* WHAT YOU NEED TO DO
In the listing below, copy everything from the line containing "I need to verify whether the white window" down to the line containing "213 170 247 217", both included, without changing a character.

* MATERIAL SUPPLIED
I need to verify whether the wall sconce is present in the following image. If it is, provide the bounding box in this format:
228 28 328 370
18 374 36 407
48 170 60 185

---

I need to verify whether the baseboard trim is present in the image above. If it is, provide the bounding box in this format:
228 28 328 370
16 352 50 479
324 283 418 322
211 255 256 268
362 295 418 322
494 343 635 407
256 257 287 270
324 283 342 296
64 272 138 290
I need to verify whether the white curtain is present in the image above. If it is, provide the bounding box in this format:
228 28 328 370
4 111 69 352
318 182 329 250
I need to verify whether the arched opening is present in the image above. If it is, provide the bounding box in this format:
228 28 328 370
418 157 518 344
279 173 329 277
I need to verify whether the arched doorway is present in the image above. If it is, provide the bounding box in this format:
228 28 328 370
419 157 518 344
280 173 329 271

--

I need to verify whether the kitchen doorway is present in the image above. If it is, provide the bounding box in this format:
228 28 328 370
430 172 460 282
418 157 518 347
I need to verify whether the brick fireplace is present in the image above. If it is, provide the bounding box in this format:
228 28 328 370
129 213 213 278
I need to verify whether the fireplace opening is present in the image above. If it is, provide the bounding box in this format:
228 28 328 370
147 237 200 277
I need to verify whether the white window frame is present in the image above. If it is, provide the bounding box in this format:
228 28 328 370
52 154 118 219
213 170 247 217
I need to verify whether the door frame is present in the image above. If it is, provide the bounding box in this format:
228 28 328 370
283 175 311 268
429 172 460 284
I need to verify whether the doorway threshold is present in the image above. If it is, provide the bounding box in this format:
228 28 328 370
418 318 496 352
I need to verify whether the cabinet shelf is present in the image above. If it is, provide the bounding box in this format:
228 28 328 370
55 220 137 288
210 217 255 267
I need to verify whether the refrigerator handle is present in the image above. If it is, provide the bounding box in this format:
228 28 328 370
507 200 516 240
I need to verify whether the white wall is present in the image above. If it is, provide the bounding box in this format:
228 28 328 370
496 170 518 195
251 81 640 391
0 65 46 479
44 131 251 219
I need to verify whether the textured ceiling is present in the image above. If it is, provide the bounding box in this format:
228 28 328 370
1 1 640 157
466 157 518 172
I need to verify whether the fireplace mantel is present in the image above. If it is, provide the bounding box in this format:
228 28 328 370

* COMPLETE RESPONSE
I need to verify whether the white window frame is present in the image above. If it is, provide the bounding box in this format:
228 28 328 370
52 154 118 219
213 170 247 217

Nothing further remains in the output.